DESCRIPTION OF THE TASK: Return every line of the material below with no changes at all, keeping each line in its original order.

Entries from a set of point annotations:
"""

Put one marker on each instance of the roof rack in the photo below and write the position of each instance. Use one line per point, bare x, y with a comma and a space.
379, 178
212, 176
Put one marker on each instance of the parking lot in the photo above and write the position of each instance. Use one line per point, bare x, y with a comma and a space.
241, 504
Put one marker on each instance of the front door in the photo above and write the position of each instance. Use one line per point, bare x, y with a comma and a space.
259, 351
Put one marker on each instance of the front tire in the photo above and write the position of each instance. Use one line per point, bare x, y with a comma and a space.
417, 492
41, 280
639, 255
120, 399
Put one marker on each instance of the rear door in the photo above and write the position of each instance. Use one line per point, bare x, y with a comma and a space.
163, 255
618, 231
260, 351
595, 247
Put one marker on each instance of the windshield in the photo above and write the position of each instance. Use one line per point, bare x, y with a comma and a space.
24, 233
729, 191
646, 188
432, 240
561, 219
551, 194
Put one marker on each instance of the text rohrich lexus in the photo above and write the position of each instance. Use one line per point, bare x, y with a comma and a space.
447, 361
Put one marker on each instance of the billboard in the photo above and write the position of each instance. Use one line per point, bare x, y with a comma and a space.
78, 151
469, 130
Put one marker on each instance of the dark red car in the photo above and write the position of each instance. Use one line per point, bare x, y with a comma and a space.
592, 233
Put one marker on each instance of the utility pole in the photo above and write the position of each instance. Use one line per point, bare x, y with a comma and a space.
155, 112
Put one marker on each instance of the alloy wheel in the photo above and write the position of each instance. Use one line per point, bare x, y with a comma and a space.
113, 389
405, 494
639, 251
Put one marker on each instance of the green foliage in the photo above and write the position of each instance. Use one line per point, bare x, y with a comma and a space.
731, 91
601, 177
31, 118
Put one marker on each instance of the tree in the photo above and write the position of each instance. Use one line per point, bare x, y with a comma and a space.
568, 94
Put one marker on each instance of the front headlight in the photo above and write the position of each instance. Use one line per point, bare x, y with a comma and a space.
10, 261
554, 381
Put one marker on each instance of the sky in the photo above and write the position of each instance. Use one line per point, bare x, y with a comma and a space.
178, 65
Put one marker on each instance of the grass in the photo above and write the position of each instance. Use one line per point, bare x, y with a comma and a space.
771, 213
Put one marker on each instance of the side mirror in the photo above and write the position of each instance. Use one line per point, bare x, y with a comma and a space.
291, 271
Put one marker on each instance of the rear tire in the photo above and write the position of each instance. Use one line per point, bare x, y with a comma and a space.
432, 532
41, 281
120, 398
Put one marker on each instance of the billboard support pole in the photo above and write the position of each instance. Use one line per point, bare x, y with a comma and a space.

"""

COMPLETED EXERCISE:
Put one marker on each instance of the roof rack in the photo below and write the position of each instance. Use one line per point, bare x, y with a comma and a space.
379, 178
212, 176
Put one marker on each instance of the parking lot in the photo above and write the position of each instance. Use one line per point, bare x, y with a comma and a space.
241, 504
Put one marker on each instance of the front door in the photo above and write the position of each instance. Use one line per point, bare x, y with a comma and a space.
259, 351
Put one marker on each instance of the front tire in the photo above and write the position of each instance. Use one line per point, bare x, y with a comma and a space.
417, 492
41, 280
639, 255
120, 399
Put one marker on each instance of the rear door in the photo above and write the position of each instance. Use one line per point, bare x, y with a comma and a space.
163, 255
618, 231
260, 351
595, 247
Put one marker on each instance of the windshield in the photo above and write the position of each instance. Use one line per point, bare x, y with a comma and a space.
24, 233
729, 191
646, 188
432, 240
561, 219
551, 194
Put one marker on each instance of the text rohrich lexus in the photo above and write the position of each instance. Use one line per point, bare x, y with a comma and a space.
447, 361
Put one marker on each instance of the billboard in the photo above and write the position of each instance. Use one line per point, bare x, y with a comma and a space.
78, 151
469, 130
Put one marker on each instance of the dark red car in the photo above and write the position of each instance. Use one line per point, bare x, y with a comma and a space.
592, 233
Put one marker on each instance of the utility pole in the photo above and write the position of each instance. Use one line per point, bare x, y with a comma and a space.
155, 112
Put one marker on each instance of the alloy wheel in the photo above and write the position of each instance. Use one line per point, bare x, y with a comma and a space.
113, 389
405, 494
639, 251
Put one marker on each instance of the green foliage in the photo above and write the position of each instance. Use one line per point, bare x, y with a comma and a space.
731, 91
601, 177
31, 118
Put one marker on each instance of the tree in the photo above and write the position of each instance. Use one line per point, bare x, y with a comma and a space.
568, 94
Put one marker on each instance of the front headlight in the photo above and write the position of each instance. Use one line per point, bare x, y with a comma and a space.
10, 261
554, 381
Put one marker on each instance of the sky in the photo above and write the position of each instance. Use one line per point, bare x, y with a comma and a space.
178, 65
Put one marker on each instance of the grass in the photo above and write the position of each instance. Use one line per point, bare x, y with a comma and a space.
771, 213
Put one marker on each instance of the side mirror in the photo above and write the position of each instance. Use one line per point, bare x, y with a comma and a space.
291, 271
Put one marker on each instance of the rear tire in the photo above and write the position of each instance. Use one line per point, bare x, y with a comma and a space.
432, 532
41, 281
120, 398
Put one marker on each instance of the billboard support pole in the photo above and write the position of each instance. Use one line per point, bare x, y with a comma and a space.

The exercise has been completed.